Cette centralité de l’être humain questionne : comment le déploiement des sociétés humaines (par le développement du mode de vie urbain et du commerce) est la cause des propagations des épidémies zoonotiques de peste. Quelles en sont ses conséquences (bouc-émissaire, crise sociétale, politique et économique, avancées scientifiques…) ? Ainsi, parmi rats et puces, nous étudierons dans quelle mesure l’espèce humaine a engendré et développé les pestes qui se sont inégalement abattues sur ses sociétés au cours du temps.
Afin de répondre à cette problématique, nous allons analyser en détail les trois épidémies majeures de peste de l’histoire de l’humanité ; aussi distinguées par les historiens sous le nom des trois « Grandes pestes zoonotiques ». Nous chercherons à étudier dans le contexte géographique et historique la place de l’être humain dans chaque zoonose et en contrepartie les réponses des différentes sociétés aux pestes. Nous commencerons par la première grande épidémie de peste qui eut lieu dans l’Empire byzantin (Empire Romain d’Orient) sous l'empereur Justinien en 541-767. Puis nous analyserons la peste noire qui a décimé l'Europe au Moyen Âge entre 1346 et 1353 et qui a fragilisé les structures sociales. Nous terminerons par la dernière pandémie de peste qui débuta à Yunnan en Chine en 1855 et qui se propagea inégalement dans le monde selon des problématiques nouvelles.

- **CONSIGNES DE L'EXERCICE**:
a. D'après le texte sur les pestes, où et en quelle année a commencé la dernière pandémie de peste ?
b. Recopiez le passage du texte sur les pestes qui va de « Afin de répondre » à « des problématiques nouvelles. », ces deux bouts compris.
c. Écrivez la suite du texte sur les pestes, en partant de sa dernière phrase.

- **DONNÉES D'ENTRÉE**:
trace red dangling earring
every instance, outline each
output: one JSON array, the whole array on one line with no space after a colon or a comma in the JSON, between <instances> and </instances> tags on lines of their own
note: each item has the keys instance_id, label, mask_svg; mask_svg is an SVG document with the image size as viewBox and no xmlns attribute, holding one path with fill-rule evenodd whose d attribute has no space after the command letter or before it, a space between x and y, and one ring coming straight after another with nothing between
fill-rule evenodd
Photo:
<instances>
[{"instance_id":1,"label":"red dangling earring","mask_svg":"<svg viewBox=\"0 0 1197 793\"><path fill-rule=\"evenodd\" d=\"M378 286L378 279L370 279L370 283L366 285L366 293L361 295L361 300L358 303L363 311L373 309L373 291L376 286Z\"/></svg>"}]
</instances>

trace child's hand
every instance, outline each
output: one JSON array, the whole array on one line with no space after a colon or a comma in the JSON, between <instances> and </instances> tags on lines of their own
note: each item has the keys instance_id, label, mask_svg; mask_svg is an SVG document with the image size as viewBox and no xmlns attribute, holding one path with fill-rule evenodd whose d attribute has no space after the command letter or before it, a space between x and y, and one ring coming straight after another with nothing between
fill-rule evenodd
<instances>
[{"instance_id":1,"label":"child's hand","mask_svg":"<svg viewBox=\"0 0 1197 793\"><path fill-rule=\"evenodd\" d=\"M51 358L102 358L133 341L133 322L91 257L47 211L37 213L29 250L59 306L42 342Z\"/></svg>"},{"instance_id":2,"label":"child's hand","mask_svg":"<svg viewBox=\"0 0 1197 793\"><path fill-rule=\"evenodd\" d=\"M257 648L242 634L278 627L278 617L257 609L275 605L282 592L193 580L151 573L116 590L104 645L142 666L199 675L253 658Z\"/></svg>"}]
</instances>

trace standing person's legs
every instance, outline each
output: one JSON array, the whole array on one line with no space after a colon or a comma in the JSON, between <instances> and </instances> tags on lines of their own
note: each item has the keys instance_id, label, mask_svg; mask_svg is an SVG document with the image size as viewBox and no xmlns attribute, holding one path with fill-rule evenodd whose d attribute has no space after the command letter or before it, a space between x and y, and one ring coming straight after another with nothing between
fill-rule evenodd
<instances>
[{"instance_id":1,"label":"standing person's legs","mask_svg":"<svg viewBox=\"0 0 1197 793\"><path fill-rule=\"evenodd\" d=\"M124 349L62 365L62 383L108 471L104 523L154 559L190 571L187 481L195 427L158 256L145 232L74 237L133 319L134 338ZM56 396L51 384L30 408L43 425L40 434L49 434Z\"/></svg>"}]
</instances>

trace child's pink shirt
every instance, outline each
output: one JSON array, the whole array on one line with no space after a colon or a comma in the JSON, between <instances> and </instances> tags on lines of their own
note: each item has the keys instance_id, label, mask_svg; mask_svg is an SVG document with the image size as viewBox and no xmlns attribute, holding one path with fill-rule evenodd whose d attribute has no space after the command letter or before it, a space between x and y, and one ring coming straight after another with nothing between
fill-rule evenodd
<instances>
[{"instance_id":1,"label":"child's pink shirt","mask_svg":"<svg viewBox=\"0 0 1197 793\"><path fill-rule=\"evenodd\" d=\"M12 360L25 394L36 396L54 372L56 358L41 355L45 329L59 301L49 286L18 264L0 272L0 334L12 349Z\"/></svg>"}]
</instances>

- **RÉSULTATS PAR TÂCHE**:
a. Elle a commencé à Yunnan, en Chine, en 1855.

b.
Afin de répondre à cette problématique, nous allons analyser en détail les trois épidémies majeures de peste de l’histoire de l’humanité ; aussi distinguées par les historiens sous le nom des trois « Grandes pestes zoonotiques ». Nous chercherons à étudier dans le contexte géographique et historique la place de l’être humain dans chaque zoonose et en contrepartie les réponses des différentes sociétés aux pestes. Nous commencerons par la première grande épidémie de peste qui eut lieu dans l’Empire byzantin (Empire Romain d’Orient) sous l'empereur Justinien en 541-767. Puis nous analyserons la peste noire qui a décimé l'Europe au Moyen Âge entre 1346 et 1353 et qui a fragilisé les structures sociales. Nous terminerons par la dernière pandémie de peste qui débuta à Yunnan en Chine en 1855 et qui se propagea inégalement dans le monde selon des problématiques nouvelles.

c.
Chacune de ses pestes s’inscrit dans un horizon temporel différent mais régulier car environ séparé par le même nombre de siècle de la précédente (550 ans à chaque fois). Le plan chronologique nous permettra d’observer certains progrès dans les attitudes de l’homme face aux épidémies (exemple : le progrès du rationalisme médical) mais il nous permettra également de dresser les tensions nouvelles dues aux contextes changeants des époques (exemple : arrivée de la mondialisation et des inégalités de développements). On se permettra évidemment de construire des ponts entre les parties dans l’optique d’éviter les répétitions et afin de repérer les points récurrents dans l’attitude de l’homme.
[1] Les zoonoses sont les maladies et les infections qui se transmettent naturellement des animaux vertébrés à l'être humain et inversement. On entendra ici « zoonoses » de (zoon, « animal » et de noson, « maladie ») comme étant les maladies humaines qui proviennent d’une transmission d’une bactérie, virus ou tout autre microorganisme animal.
[2] Le caractère endémique d’une maladie est sa persistance infectieuse au sein d'une population ou d'une région. La peste est ainsi endémique dans les populations de rongeurs de certaines régions d’Afrique et d’Asie.
[3] Épidémie qui s’étend à une population entière, à un continent, voire au monde entier.